** Opening The data block **
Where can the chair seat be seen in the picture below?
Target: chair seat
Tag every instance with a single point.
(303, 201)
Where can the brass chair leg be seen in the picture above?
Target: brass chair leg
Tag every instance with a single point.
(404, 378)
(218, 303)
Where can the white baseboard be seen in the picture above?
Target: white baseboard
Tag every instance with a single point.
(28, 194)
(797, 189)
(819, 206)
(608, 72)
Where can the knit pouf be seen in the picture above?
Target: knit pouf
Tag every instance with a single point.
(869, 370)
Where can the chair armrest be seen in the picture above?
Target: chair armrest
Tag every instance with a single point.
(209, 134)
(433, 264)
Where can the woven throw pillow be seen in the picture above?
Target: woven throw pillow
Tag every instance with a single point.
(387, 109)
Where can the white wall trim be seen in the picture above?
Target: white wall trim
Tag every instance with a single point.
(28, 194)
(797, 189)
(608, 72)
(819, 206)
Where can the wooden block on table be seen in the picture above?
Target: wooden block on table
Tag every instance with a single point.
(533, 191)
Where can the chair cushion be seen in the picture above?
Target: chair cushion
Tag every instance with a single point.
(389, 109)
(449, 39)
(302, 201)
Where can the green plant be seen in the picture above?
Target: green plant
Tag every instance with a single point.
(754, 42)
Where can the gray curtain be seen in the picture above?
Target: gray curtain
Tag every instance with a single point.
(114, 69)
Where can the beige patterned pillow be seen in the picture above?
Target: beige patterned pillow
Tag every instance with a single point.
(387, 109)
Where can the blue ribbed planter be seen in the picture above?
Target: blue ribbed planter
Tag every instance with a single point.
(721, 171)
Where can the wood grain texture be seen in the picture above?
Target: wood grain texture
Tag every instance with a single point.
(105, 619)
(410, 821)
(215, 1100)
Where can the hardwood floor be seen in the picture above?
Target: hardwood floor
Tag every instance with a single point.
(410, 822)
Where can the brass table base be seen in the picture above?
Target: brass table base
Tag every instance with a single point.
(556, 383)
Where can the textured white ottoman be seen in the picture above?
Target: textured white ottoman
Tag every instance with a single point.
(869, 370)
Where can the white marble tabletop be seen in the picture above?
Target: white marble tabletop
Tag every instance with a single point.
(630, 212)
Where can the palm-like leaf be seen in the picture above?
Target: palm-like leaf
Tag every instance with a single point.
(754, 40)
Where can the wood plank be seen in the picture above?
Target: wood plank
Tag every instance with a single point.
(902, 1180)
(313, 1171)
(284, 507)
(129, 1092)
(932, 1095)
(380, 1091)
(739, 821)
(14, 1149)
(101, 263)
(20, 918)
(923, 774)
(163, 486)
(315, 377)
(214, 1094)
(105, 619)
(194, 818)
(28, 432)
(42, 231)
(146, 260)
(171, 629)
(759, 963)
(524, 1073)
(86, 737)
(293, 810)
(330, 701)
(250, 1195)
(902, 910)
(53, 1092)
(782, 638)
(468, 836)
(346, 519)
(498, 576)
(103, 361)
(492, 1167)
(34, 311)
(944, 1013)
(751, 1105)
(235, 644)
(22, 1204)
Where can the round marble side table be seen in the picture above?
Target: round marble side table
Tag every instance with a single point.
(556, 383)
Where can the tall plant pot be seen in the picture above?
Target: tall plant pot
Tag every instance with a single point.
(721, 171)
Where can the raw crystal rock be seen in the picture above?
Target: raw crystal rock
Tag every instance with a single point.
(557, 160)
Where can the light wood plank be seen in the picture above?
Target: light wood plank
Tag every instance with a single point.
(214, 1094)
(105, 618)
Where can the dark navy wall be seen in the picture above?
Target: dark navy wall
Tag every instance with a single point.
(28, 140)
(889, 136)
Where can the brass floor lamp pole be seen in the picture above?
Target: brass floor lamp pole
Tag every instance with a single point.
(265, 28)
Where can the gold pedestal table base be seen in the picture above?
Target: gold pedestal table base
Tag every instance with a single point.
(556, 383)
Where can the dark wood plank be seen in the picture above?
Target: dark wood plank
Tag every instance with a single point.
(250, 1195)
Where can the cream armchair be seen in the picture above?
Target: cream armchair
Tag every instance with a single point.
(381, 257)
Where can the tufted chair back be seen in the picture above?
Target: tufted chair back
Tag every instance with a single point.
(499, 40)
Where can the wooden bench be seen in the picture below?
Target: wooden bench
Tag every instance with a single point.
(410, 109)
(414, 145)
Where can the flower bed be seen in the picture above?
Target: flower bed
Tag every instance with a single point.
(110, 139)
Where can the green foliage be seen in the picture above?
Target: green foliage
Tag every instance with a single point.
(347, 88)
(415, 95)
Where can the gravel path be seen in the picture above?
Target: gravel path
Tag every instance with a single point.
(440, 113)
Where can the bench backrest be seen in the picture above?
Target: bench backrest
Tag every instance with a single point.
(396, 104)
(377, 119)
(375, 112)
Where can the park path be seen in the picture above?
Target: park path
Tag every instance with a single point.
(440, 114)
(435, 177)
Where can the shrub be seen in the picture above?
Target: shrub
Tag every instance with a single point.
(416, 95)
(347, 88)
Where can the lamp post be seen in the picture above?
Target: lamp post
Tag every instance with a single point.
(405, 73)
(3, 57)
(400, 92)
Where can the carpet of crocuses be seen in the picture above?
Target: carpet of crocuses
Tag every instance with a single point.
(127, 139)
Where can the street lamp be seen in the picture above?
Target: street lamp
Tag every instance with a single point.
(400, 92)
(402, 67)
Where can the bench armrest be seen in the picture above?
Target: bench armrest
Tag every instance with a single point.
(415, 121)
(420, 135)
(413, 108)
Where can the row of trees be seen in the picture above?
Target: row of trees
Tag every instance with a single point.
** Closing The data block **
[Exercise aim]
From the records above, please extract every line and repeat it exactly.

[Result]
Where can the chair seat be seen in the picture below?
Target: chair seat
Tag every instance with a single point.
(303, 201)
Where can the brass chair leg be seen in the picture above?
Target: brass chair leg
Tag every instance with a single point.
(404, 378)
(218, 303)
Where can the white baseboard be seen in the picture above?
Target: white baseboard
Tag every instance with a single point.
(28, 194)
(797, 189)
(819, 206)
(608, 72)
Where can the knit pouf be seen in the picture above?
Target: knit pouf
Tag every instance with a single point.
(869, 370)
Where can the chair armrest be seen in the picture above?
Target: chair armrest
Tag every instance with a single point.
(209, 134)
(433, 264)
Where can the woven throw pillow be seen in the picture above?
Target: woven throw pillow
Tag every instance with a single point.
(387, 109)
Where can the white wall trim be seen in the picture above?
Target: white wall trim
Tag every instance with a single point.
(28, 194)
(797, 189)
(608, 72)
(819, 206)
Where can the wooden block on table be seen in the picture above?
Target: wooden block on table
Tag every instance with a single point.
(533, 191)
Where can the chair cushion be seen in the picture above?
Target: chair cushion
Tag every instance with a single point.
(389, 109)
(449, 39)
(302, 201)
Where can the green plant be seen in the picture above?
Target: green plant
Tag every instance with a single point.
(754, 42)
Where can the gray curtain be seen in the picture above?
Target: gray curtain
Tag every instance with a single point.
(114, 69)
Where can the beige patterned pillow be seen in the picture above?
Target: beige patterned pillow
Tag every instance with a single point.
(387, 109)
Where can the blue ribbed planter be seen in the picture above?
Target: blue ribbed planter
Tag every instance with a single point.
(721, 171)
Where can the wood grain texture be seen in the picture above?
Target: wood grain texture
Tag every instance with a single point.
(105, 619)
(410, 821)
(215, 1100)
Where can the hardwood floor be seen in the picture above?
Target: hardwood floor
Tag every instance with a single point.
(410, 822)
Where can the brass table base be seen in the picture above?
Target: brass table base
Tag every instance with a single point.
(556, 383)
Where can the textured white ottoman be seen in the picture above?
Target: textured white ottoman
Tag every instance with a single point.
(869, 370)
Where can the white marble tabletop be seen in the picture above?
Target: white marble tabletop
Tag every instance with a single point.
(630, 212)
Where can the palm-like leaf be seen in the picture above?
Target: palm-like leaf
Tag every instance with a single point.
(754, 40)
Where can the wood plank be seen in the picture above?
Target: wood plank
Tag every instance with a single point.
(902, 1180)
(313, 1171)
(284, 507)
(129, 1092)
(932, 1095)
(380, 1091)
(739, 821)
(14, 1149)
(101, 263)
(20, 918)
(923, 774)
(163, 486)
(315, 377)
(214, 1094)
(105, 619)
(194, 818)
(28, 432)
(42, 231)
(146, 260)
(171, 629)
(759, 963)
(524, 1073)
(86, 737)
(293, 810)
(330, 701)
(250, 1195)
(902, 910)
(53, 1092)
(782, 638)
(468, 836)
(346, 519)
(498, 576)
(103, 361)
(492, 1167)
(34, 311)
(944, 1013)
(751, 1105)
(235, 644)
(22, 1204)
Where can the round marble side table be seen in the picture above?
Target: round marble side table
Tag every instance with a single point.
(556, 383)
Where can the tall plant pot be seen in the picture above?
Target: tall plant pot
Tag every instance with a single point.
(721, 171)
Where can the raw crystal rock be seen in the picture above?
Target: raw crystal rock
Tag every instance with a single point.
(557, 160)
Where can the light wood plank be seen in the picture above?
Target: light wood plank
Tag every instance with a single point.
(214, 1094)
(105, 618)
Where can the dark navy wall be seen in the picture above?
Target: dark navy wall
Tag every instance with a single point.
(28, 140)
(889, 136)
Where can the brass floor lamp pole be seen in the picture above?
Target: brass floor lamp pole
Tag every instance with a single point.
(265, 28)
Where can the gold pedestal table base be seen in the picture above?
Target: gold pedestal table base
Tag every instance with a single point.
(556, 383)
Where can the dark wood plank be seen in the picture above?
Target: dark wood plank
Tag every instance with a single point.
(250, 1195)
Where can the cream armchair be seen in the picture above?
Target: cream armchair
Tag every instance with a single point.
(381, 257)
Where can the tufted chair back be seen in the picture above?
Target: tufted chair back
Tag every instance with a single point.
(499, 40)
Where can the wooden bench be seen in the picture below?
Target: wooden bench
Tag every instance with a single point.
(410, 109)
(414, 145)
Where can the flower bed be seen in the picture above?
Target: flower bed
Tag every instance with a single point.
(110, 139)
Where can the green foliage be seen in the picture above?
Target: green foliage
Tag every instance with a single point.
(347, 88)
(415, 95)
Where can the gravel path be seen in the picture above?
Target: gravel path
Tag every instance with a single point.
(440, 113)
Where can the bench backrest be seen in the picture above?
Target: bench backrest
Tag every instance with a single point.
(396, 104)
(377, 119)
(375, 112)
Where can the park path be seen in the picture above?
Target: park path
Tag every instance with a single point.
(440, 114)
(435, 177)
Where can the shrub be seen in the picture above?
Target: shrub
Tag every instance with a single point.
(416, 95)
(347, 88)
Where can the lamp post be seen in the picture above?
Target: lamp post
Tag every instance with a single point.
(405, 73)
(3, 57)
(400, 92)
Where can the carpet of crocuses be seen in the picture above?
Target: carpet of crocuses
Tag every instance with a single point.
(127, 139)
Where can the street lamp be seen in the picture above?
Target: street lamp
Tag every instance with a single point.
(400, 92)
(402, 67)
Where can the bench armrest be seen in the picture above?
Target: bench armrest
Tag every instance with a single point.
(415, 121)
(420, 135)
(413, 108)
Where can the row of trees be seen in the picture above?
Target: row of trees
Tag every instance with a single point.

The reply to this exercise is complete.